TEXT PASSAGE:
I'm working with H2O on a Regression problem.
I have like 10 continuous variables and 20 discrete variables. One of these variables have a high cardinality. Then I want to use: Target Encoding
for it.
The target variable
I need to predict is continuous.
I was reading the following document:
http://docs.h2o.ai/h2o/latest-stable/h2o-docs/data-munging/target-encoding.html
On that specific example they are using a Gradient Boosting Machine
for the model on a Classification
problem. However, I tried the same steps for my Regression
problem.
At some point they say to run the following lines:
# Create a fold column in the train dataset
train$fold <- h2o.kfold_column(train, nfolds = 5, seed = 1234)
# Fit the target encoding map
te_map <- h2o.target_encode_fit(
train,
x = list("addr_state"),
y = response,
fold_column = "fold"
)
but when I run the second one I get the following error:
ERROR: Unexpected HTTP Status code: 500 Server Error (url = http://localhost:54321/99/Rapids)
java.lang.IllegalStateException
[1] "java.lang.IllegalStateException: `target` must be a binary categorical vector. We do not support multi-class and continuos target case for now"
[2] " ai.h2o.automl.targetencoding.TargetEncoder.ensureTargetColumnIsBinaryCategorical(TargetEncoder.java:156)"
[3] " ai.h2o.automl.targetencoding.TargetEncoder.prepareEncodingMap(TargetEncoder.java:105)"
[4] " water.rapids.ast.prims.mungers.AstTargetEncoderFit.apply(AstTargetEncoderFit.java:53)"
[5] " water.rapids.ast.prims.mungers.AstTargetEncoderFit.apply(AstTargetEncoderFit.java:23)"
[6] " water.rapids.ast.AstExec.exec(AstExec.java:63)"
[7] " water.rapids.Session.exec(Session.java:85)"
[8] " water.rapids.Rapids.exec(Rapids.java:94)"
[9] " water.api.RapidsHandler.exec(RapidsHandler.java:38)"
[10] " sun.reflect.GeneratedMethodAccessor6.invoke(Unknown Source)"
[11] " sun.reflect.DelegatingMethodAccessorImpl.invoke(DelegatingMethodAccessorImpl.java:43)"
[12] " java.lang.reflect.Method.invoke(Method.java:498)"
[13] " water.api.Handler.handle(Handler.java:60)"
[14] " water.api.RequestServer.serve(RequestServer.java:462)"
[15] " water.api.RequestServer.doGeneric(RequestServer.java:295)"

STORED ROWS:
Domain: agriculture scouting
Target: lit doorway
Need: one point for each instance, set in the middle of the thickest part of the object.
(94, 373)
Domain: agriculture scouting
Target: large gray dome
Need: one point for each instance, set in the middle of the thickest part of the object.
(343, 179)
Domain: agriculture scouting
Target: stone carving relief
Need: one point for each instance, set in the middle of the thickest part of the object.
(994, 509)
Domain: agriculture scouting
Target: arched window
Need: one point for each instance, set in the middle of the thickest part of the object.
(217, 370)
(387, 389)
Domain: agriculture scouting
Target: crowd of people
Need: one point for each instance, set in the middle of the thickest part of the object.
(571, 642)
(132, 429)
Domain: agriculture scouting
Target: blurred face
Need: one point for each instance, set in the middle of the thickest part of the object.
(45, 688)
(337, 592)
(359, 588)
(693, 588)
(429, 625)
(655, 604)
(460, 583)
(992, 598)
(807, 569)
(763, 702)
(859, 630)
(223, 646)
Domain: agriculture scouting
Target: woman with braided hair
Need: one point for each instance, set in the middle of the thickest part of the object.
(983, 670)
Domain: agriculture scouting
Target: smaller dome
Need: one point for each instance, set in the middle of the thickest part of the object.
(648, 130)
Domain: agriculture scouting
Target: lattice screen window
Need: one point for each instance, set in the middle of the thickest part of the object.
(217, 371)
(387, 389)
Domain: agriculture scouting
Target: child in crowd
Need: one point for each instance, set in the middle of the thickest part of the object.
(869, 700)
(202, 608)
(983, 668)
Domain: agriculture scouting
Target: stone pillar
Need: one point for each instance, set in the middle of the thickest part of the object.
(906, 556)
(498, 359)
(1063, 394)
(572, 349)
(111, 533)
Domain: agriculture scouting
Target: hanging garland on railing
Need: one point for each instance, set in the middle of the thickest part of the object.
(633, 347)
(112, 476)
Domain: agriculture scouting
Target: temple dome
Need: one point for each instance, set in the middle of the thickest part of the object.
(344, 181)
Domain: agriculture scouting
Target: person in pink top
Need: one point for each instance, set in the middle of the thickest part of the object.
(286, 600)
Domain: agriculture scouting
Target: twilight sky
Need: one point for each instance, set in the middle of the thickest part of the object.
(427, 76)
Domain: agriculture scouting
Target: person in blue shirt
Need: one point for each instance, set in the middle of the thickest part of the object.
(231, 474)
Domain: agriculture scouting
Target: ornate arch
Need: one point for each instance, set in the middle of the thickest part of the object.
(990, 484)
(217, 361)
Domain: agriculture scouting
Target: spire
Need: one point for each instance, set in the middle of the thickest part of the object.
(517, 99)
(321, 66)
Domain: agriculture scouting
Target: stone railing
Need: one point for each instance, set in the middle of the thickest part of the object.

GIVEN TASK 1:
Using the H2O target encoding post, decide whether each statement agrees with it: (a) the variable the poster wants to predict is continuous; (b) the documentation example applies a Gradient Boosting Machine to a regression problem; (c) the error appears when the poster runs the first of the two lines. Answer yes or no for each and quote the words of the post that decide it.
GIVEN TASK 2:
According to the H2O target encoding post, why does the call to h2o.target_encode_fit fail for the poster? Answer in one to three sentences.
GIVEN TASK 3:
Print the part of the H2O target encoding post from "I have like" up to and including "predict is continuous.".

SOLUTION 1:
(a) Yes: "I need to predict is continuous."
(b) No: "for the model on a Classification"
(c) No: "but when I run the second one I get the following error"

SOLUTION 2:
The error message says the target must be a binary categorical vector and that multi-class and continuous targets are not supported yet. The poster's target variable is continuous because the task is a regression problem, so the fitting step throws an IllegalStateException.

SOLUTION 3:
I have like 10 continuous variables and 20 discrete variables. One of these variables have a high cardinality. Then I want to use: Target Encoding
for it.
The target variable
I need to predict is continuous.